▸ Task statement: Extract every line of the records below that contains the string "shoulder". Matching is case-sensitive.

[Items in a dataset]

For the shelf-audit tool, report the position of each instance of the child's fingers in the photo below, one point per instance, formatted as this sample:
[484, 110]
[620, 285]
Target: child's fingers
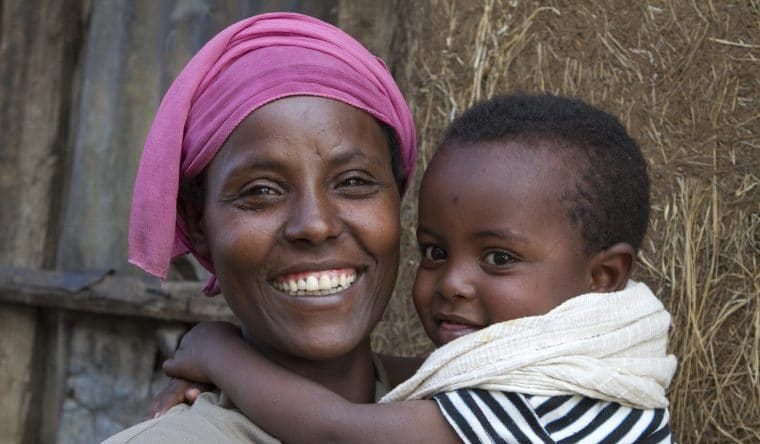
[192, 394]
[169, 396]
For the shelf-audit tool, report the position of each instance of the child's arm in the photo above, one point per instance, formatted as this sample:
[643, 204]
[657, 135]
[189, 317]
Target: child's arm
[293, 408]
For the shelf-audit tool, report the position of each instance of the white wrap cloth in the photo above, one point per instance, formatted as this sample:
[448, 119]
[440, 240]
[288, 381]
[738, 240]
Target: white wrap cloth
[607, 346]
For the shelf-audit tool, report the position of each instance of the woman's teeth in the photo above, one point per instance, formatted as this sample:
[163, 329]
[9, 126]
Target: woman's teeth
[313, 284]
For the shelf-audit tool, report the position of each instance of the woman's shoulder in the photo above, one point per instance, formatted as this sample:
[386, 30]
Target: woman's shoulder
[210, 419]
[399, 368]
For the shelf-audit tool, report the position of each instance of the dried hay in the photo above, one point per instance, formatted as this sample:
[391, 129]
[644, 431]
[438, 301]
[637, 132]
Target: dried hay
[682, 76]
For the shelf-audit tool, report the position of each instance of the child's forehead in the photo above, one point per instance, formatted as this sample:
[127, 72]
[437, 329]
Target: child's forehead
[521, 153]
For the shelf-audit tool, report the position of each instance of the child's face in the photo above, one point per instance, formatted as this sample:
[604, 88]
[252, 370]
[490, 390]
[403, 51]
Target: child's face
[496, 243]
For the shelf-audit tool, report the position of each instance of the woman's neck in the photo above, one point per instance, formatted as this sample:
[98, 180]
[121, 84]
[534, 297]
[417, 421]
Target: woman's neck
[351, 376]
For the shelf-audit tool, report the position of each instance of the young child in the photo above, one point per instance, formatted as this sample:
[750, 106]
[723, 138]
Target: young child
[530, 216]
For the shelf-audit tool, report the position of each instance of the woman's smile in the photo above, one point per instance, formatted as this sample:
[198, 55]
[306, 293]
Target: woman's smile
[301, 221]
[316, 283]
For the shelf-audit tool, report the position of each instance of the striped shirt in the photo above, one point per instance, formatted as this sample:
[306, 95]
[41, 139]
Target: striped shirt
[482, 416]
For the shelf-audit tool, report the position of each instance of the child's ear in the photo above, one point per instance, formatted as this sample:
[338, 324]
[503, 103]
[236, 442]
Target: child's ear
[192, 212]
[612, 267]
==
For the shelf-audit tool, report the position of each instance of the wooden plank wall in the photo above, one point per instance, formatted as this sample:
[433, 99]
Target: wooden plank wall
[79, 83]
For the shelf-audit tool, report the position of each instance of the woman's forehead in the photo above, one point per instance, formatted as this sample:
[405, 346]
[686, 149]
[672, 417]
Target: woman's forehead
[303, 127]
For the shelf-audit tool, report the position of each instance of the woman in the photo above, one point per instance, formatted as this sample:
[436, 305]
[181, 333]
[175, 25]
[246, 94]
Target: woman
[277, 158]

▸ Task solution:
For the shelf-audit tool, report the position of each instance of the woman's shoulder in the photo above, one point per instance, formatted as this sample:
Target: woman's shoulder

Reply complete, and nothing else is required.